### PAGE EXTRACT
==========
The activity was jointly organised with Global Environment Centre (GEC) and Asia Pacific Environmental Consultants (ASPEC), with support from Cap-Net UNDP.
The objective of the training was to build capacities on monitoring and preventing river pollution through effective stakeholder engagement, river monitoring, pollution mapping, river auditing, and pollution mitigation aimed at water professionals, capacity builders, local authorities and others on public outreach programmes.
The training: part one
On the first day of the programme Dato Lim Chow Hock, the Network Manager of MyCDNet opened the webinar session. The webinar comprised of three segments:
· Current Status of rivers: Ir Noor Aishah Zaharin from the Department of Irrigation & Drainage Malaysia highlighted the current water quality status and current pollution scenarios in the country.
· River Pollution Management and Mitigation: Mr Mazhazuan Bin Harun of LUAS and Ms Pavitra from TechKem presented module 2 with examples of pollution mitigation measures undertaken and insights on advanced technologies available in Malaysia in ensuring that industries can treat their effluent to better qualities.
· Stakeholder Engagement and river action: Dr Kalithasan from the Global Environment Centre (GEC) focused on the importance of stakeholder´s engagement and how they can safeguard river quality through river auditing, pollution mapping and outreach efforts.
==========
### Data lines
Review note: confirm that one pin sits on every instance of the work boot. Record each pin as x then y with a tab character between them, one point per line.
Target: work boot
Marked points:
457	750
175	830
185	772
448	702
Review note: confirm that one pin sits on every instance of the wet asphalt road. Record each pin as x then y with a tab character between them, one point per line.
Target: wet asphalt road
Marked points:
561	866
==========
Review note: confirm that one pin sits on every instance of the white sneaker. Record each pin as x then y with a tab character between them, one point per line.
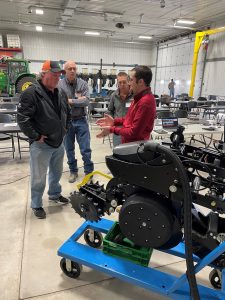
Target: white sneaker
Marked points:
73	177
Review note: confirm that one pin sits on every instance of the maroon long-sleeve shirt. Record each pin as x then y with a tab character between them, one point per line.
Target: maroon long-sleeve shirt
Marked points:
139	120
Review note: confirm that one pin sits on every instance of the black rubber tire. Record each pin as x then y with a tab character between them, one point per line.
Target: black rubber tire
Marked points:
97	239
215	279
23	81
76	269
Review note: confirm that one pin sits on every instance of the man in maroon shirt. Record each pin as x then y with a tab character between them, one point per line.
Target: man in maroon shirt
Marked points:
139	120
==========
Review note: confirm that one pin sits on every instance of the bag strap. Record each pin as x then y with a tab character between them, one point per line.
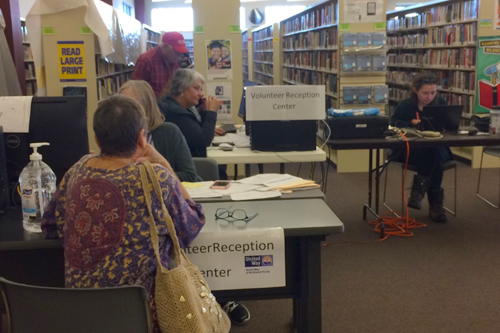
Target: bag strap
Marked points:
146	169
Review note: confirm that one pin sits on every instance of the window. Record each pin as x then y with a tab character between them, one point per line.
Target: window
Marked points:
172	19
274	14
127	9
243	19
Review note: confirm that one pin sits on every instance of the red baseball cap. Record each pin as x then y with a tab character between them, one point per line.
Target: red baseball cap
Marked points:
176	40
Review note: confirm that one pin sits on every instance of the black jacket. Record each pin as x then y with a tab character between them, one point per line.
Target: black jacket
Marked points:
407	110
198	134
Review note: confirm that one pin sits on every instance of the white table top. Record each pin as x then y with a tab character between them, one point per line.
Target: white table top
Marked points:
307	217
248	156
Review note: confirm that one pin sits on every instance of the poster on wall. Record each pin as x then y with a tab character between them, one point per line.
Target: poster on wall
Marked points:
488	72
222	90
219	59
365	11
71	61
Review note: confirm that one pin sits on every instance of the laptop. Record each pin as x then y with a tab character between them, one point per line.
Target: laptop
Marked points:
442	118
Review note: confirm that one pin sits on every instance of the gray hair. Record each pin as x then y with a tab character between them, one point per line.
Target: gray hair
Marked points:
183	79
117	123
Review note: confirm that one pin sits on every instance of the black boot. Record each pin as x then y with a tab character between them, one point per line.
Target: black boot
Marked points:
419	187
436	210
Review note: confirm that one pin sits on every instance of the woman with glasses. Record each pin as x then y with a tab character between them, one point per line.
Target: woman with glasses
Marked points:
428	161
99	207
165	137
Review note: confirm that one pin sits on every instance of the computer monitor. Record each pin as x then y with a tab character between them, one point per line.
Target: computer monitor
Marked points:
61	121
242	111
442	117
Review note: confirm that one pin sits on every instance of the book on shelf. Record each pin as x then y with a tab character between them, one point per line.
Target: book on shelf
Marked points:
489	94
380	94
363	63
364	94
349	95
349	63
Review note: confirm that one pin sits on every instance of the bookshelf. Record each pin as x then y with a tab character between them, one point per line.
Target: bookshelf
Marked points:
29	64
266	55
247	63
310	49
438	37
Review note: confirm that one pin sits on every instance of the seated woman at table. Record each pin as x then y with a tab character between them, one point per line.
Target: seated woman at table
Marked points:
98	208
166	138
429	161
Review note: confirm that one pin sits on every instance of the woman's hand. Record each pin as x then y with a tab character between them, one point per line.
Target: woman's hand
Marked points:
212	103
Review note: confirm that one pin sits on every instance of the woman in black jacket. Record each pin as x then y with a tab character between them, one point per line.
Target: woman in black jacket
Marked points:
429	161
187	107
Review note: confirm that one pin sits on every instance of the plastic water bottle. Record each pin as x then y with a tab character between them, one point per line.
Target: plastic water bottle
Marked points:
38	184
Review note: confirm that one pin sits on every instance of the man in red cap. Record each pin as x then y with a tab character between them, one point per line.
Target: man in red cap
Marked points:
==========
### EXERCISE REQUIREMENTS
- 1) According to the river pollution training summary, who opened the webinar session on the first day?
- 2) In one to three sentences, explain what purpose the river pollution training summary gives for module 2's presentation of advanced technologies available in Malaysia.
- 3) Continue the river pollution training summary after its final paragraph.

### THE RESULTS
- 1) Dato Lim Chow Hock, the Network Manager of MyCDNet, opened it.

- 2) The technologies were presented to show how industries in Malaysia can treat their effluent to better qualities. They were offered alongside examples of pollution mitigation measures already undertaken.

- 3)
The training: part two
The most important take away from the second part of the training was the opportunity of an outdoor classroom. They learnt about river pollution mapping and mitigation, the source of river pollution, and the water quality parameters tested during the River Rangers Training.
The most important take away from the second part of the training has been the opportunity of an outdoor classroom. The River Rangers activity allowed participants to experience the polluted area of the Klang River at Taman Melawati (a commercial/residential area) as well as clean river at the River Resource Sungai Klang – Klang Gate in Taman Warisan.
Participants were able to understand the importance of river pollution outreach in safeguarding river health and they were trained on ways to monitor and detect river pollution. The diversity of participants will enable different sectors of the community to better promote river care and cleanliness.